### AIM
Rewrite each of the items below, putting "match review" wherever "sports analytics" appears and leaving everything else unchanged.

### PROVIDED DATA
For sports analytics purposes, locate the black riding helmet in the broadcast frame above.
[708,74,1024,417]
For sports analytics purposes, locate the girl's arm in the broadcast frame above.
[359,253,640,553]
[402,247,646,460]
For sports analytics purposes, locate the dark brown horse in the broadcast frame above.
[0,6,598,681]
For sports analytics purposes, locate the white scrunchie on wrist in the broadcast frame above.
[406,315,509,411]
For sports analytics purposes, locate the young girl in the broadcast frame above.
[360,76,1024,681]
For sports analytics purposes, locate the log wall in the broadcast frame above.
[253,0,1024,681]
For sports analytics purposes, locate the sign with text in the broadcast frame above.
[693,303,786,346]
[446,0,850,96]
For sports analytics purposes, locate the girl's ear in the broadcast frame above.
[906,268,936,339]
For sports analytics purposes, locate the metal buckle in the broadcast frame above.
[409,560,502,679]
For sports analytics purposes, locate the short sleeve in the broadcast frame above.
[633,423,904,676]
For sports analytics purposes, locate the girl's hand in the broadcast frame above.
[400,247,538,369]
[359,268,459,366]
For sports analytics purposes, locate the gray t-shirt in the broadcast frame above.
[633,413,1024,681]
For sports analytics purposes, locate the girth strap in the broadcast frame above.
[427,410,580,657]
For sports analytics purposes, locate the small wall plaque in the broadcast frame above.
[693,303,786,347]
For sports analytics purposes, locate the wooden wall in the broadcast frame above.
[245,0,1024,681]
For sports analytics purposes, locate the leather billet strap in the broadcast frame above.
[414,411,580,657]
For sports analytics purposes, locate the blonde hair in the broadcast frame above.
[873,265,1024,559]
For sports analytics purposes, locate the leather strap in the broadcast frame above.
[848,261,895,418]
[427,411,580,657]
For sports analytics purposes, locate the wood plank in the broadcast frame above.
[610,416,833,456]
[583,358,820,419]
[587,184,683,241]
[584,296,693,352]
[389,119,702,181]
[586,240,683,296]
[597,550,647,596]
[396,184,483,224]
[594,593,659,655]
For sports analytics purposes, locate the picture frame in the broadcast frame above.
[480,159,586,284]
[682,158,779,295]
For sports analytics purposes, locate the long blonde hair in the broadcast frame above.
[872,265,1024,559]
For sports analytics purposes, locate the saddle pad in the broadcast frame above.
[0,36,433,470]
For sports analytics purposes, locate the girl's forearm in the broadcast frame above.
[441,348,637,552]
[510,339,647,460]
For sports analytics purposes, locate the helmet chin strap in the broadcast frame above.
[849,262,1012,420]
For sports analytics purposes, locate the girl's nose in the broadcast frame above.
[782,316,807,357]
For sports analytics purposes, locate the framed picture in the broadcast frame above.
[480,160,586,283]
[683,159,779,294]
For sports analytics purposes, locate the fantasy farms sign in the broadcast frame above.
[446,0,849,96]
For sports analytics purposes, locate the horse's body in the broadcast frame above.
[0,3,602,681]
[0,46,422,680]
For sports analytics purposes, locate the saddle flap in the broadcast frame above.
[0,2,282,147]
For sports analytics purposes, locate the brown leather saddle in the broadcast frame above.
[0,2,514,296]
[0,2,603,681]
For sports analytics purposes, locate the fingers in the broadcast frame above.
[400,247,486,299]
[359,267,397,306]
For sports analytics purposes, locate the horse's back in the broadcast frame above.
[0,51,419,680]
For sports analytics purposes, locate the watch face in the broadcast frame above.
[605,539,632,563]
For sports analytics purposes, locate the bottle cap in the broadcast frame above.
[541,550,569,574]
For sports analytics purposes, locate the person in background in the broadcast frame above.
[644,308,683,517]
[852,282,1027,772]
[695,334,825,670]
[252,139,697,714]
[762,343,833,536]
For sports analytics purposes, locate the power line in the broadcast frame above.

### TASK RESPONSE
For match review purposes, locate the black riding helmet in the broadcast frame above.
[708,74,1024,417]
For match review purposes, locate the girl's arm in the broadcast frame above.
[359,253,640,553]
[402,247,646,460]
For match review purposes, locate the dark brown horse in the broadcast frame above.
[0,6,598,681]
For match review purposes, locate the white scrunchie on wrist in the broadcast frame above.
[406,315,509,411]
For match review purposes, locate the young girl in the broadcast frame above.
[360,76,1024,681]
For match review purposes, locate the log wall in the broadcast frame above.
[253,0,1024,681]
For match review purposes, locate the sign with text in the broadcast frame above.
[693,303,786,346]
[446,0,850,96]
For match review purposes, locate the girl's ear in the broadcast frame above.
[906,268,936,339]
For match review purposes, locate the metal buckle in the broadcast frame above.
[409,560,502,679]
For match review purposes, locate the short sleeve in the broadcast frame above.
[633,423,904,676]
For match review purposes, locate the girl's hand in the broadcast frame above.
[400,247,538,369]
[359,268,459,366]
For match review purposes, locate the gray t-shirt in the broadcast frame above.
[633,413,1024,681]
For match review purposes, locate the girth strap in the broadcast frame above.
[427,410,580,657]
For match review purposes, locate the small wall plaque in the broadcast frame above.
[693,303,786,347]
For match review purposes, locate the wooden wall in the broadcast frame above.
[245,0,1024,681]
For match review purposes, locate the leather billet strap in the broadcast frame above.
[414,411,580,657]
For match review purposes, locate the blonde hair in the broadcast frame above.
[873,265,1024,559]
For match review purposes, locate the leather strap in the broadcast frame above.
[848,261,895,418]
[427,411,580,657]
For match review purposes, locate the wood plank in the broadcast frame above.
[610,416,833,456]
[583,358,820,419]
[587,184,683,241]
[584,296,693,352]
[389,119,702,181]
[586,240,683,296]
[597,550,647,596]
[396,184,483,224]
[594,593,659,655]
For match review purposes, locate the picture frame in the broadcast frame above.
[480,159,586,284]
[682,158,779,295]
For match review purposes, locate the long blonde hair in the broadcast frame above.
[872,265,1024,559]
For match review purposes, locate the saddle pad in the broadcast frame above.
[0,36,433,470]
For match review purposes, locate the girl's forearm in the broadcast frame above.
[441,348,637,552]
[510,339,647,460]
For match review purposes, locate the helmet chin strap in the broadcast frame above.
[849,262,1012,420]
For match review purposes, locate the girl's nose in the broadcast frame above.
[782,316,807,357]
For match review purposes, locate the framed picture in the broadcast frame above.
[480,160,586,283]
[683,159,779,294]
For match review purposes, locate the fantasy farms sign in the broadcast frame above.
[446,0,849,96]
For match review purposes, locate the horse's body in the broadcast frame above.
[0,3,602,681]
[0,46,422,680]
For match review purposes, locate the saddle flap in the broadcast frame above.
[0,2,282,147]
For match review purposes, locate the brown leather saddle in the broadcast frame above.
[0,2,514,296]
[0,2,603,681]
For match review purposes, locate the fingers in the broadcast frame above.
[400,247,486,299]
[359,267,397,306]
For match review purposes, locate the horse's back in the broadcast frame above.
[0,51,419,680]
For match review purposes, locate the watch face in the broadcast frame above.
[605,539,632,563]
For match review purposes, locate the bottle cap in the broadcast frame above.
[541,550,569,574]
For match review purposes, locate the person in background in the broadcast frame above.
[644,308,683,517]
[852,282,1027,772]
[695,334,825,670]
[252,139,697,714]
[762,343,833,536]
For match review purposes, locate the power line in the broadcast frame above.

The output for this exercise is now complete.